[Dataset items]
▶
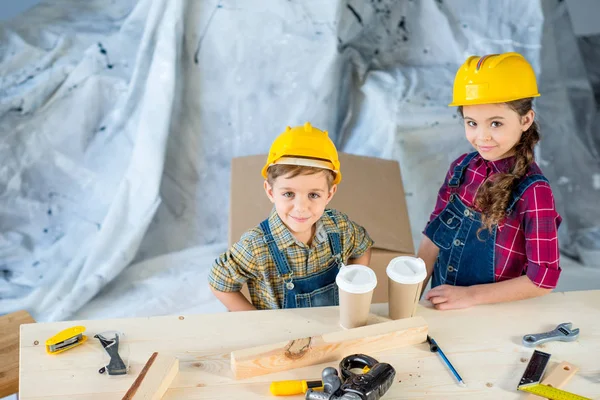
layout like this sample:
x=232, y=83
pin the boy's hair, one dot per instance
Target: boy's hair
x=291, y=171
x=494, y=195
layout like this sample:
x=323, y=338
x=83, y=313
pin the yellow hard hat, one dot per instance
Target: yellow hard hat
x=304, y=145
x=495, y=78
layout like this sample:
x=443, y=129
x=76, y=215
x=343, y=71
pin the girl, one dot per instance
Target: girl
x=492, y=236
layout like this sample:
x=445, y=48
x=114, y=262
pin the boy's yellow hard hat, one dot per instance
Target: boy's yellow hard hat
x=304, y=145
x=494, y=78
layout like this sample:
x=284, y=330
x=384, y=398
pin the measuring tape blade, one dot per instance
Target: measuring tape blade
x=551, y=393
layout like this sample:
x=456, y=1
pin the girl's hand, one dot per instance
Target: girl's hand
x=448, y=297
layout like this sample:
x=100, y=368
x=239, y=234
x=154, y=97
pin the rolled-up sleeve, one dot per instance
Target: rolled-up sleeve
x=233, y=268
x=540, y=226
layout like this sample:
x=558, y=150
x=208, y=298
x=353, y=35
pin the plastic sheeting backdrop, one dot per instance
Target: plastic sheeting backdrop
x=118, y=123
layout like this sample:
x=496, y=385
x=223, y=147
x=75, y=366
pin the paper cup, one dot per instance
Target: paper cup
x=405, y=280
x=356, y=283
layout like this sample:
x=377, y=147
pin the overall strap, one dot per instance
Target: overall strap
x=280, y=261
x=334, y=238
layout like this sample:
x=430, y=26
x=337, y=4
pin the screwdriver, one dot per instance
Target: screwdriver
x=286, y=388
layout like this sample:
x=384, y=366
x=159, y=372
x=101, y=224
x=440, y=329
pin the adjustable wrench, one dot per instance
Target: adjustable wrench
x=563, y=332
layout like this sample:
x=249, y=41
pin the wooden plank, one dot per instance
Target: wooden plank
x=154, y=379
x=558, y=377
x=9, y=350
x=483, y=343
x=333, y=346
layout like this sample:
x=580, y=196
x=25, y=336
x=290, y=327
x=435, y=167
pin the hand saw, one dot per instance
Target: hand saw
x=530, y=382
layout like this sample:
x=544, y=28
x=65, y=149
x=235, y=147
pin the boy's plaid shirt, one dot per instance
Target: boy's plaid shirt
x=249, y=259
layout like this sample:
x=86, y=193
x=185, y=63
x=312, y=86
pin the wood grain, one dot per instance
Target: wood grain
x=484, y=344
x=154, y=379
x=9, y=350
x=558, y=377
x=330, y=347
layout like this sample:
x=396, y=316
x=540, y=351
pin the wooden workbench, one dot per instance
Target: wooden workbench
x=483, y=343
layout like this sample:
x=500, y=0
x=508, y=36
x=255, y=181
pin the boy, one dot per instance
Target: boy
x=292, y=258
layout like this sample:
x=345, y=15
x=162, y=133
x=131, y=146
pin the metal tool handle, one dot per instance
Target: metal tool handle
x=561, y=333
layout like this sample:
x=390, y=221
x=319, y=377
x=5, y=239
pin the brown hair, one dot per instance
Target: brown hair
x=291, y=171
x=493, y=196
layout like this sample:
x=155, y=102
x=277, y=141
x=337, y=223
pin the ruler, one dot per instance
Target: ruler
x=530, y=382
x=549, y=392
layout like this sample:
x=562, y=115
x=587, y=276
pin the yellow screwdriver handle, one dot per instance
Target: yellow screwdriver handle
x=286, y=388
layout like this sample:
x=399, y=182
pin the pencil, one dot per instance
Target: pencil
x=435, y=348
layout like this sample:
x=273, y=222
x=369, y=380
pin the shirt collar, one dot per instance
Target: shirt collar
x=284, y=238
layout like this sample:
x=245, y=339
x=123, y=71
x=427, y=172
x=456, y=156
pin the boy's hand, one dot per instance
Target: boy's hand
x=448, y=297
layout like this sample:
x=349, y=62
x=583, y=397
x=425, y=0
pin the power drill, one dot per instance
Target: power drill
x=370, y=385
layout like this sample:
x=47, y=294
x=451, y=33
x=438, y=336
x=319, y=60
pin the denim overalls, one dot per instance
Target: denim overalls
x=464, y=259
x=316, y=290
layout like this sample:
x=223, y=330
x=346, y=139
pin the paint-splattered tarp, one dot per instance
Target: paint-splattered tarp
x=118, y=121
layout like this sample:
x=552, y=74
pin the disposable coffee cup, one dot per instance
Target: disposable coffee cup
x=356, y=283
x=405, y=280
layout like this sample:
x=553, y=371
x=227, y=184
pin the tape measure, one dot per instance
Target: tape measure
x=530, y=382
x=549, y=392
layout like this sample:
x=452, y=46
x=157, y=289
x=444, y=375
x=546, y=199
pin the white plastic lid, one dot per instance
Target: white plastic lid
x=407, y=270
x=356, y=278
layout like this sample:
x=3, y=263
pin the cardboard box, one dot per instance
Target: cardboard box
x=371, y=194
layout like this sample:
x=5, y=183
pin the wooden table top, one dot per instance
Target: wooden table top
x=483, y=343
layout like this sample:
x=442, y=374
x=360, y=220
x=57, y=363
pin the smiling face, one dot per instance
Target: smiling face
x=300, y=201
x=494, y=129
◀
▶
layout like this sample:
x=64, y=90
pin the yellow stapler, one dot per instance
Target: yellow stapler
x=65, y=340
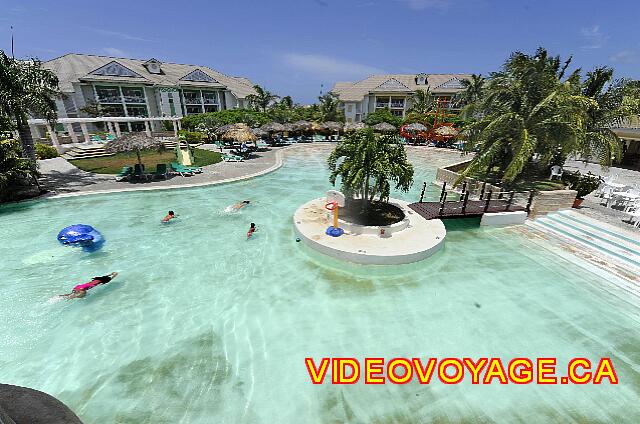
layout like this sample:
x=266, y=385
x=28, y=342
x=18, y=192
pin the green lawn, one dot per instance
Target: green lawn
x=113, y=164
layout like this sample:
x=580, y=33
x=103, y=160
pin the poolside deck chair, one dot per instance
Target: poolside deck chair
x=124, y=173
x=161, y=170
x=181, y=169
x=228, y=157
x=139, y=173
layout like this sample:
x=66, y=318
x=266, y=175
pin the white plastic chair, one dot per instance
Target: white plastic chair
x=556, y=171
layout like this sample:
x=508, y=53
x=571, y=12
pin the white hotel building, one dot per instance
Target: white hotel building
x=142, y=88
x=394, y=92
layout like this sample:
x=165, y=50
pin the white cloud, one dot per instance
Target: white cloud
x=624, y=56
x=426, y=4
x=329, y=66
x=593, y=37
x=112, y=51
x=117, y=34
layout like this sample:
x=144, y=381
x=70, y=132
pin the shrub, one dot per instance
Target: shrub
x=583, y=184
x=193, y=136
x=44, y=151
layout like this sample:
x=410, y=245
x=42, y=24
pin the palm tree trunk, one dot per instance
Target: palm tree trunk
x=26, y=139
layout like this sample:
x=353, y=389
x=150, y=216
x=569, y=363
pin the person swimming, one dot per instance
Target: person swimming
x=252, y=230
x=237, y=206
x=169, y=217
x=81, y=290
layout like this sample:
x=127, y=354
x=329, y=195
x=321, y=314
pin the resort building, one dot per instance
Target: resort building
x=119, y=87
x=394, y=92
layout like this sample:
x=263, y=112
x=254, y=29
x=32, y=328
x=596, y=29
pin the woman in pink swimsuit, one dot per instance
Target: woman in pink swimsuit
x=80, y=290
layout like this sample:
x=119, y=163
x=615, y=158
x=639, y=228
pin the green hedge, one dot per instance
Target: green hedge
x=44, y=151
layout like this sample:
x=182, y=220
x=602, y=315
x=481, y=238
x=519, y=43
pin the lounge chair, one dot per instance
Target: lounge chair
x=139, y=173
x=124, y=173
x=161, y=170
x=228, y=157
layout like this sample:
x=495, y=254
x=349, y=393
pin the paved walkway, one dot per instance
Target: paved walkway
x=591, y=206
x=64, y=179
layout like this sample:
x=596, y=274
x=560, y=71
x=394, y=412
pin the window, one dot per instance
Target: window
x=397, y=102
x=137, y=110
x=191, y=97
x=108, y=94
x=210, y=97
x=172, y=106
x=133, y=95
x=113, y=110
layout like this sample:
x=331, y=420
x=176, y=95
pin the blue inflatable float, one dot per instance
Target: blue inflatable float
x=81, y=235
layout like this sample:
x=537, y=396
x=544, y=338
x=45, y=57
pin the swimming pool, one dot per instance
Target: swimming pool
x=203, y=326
◀
# STATED PROBLEM
Report every line of the dataset items that contains the word "grain", copying each such line in full.

# SOLUTION
pin the wood grain, one dot per instance
Target: wood grain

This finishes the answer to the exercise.